- [About this task] Return all lines from the listing below in which the string "tree" occurs.

- [Records shown]

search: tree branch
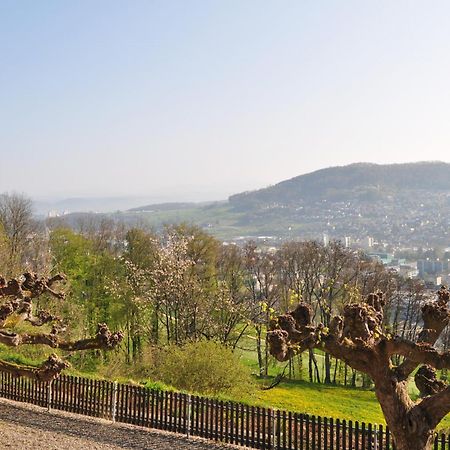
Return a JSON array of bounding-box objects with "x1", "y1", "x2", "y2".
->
[
  {"x1": 417, "y1": 384, "x2": 450, "y2": 429},
  {"x1": 0, "y1": 273, "x2": 66, "y2": 327},
  {"x1": 414, "y1": 365, "x2": 447, "y2": 397},
  {"x1": 0, "y1": 272, "x2": 66, "y2": 301},
  {"x1": 267, "y1": 302, "x2": 376, "y2": 374},
  {"x1": 394, "y1": 287, "x2": 449, "y2": 380},
  {"x1": 0, "y1": 354, "x2": 69, "y2": 382},
  {"x1": 24, "y1": 309, "x2": 61, "y2": 327},
  {"x1": 0, "y1": 323, "x2": 123, "y2": 351},
  {"x1": 387, "y1": 338, "x2": 450, "y2": 370}
]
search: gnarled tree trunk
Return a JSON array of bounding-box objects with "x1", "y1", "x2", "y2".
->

- [Task response]
search: tree branch
search: gnarled tree trunk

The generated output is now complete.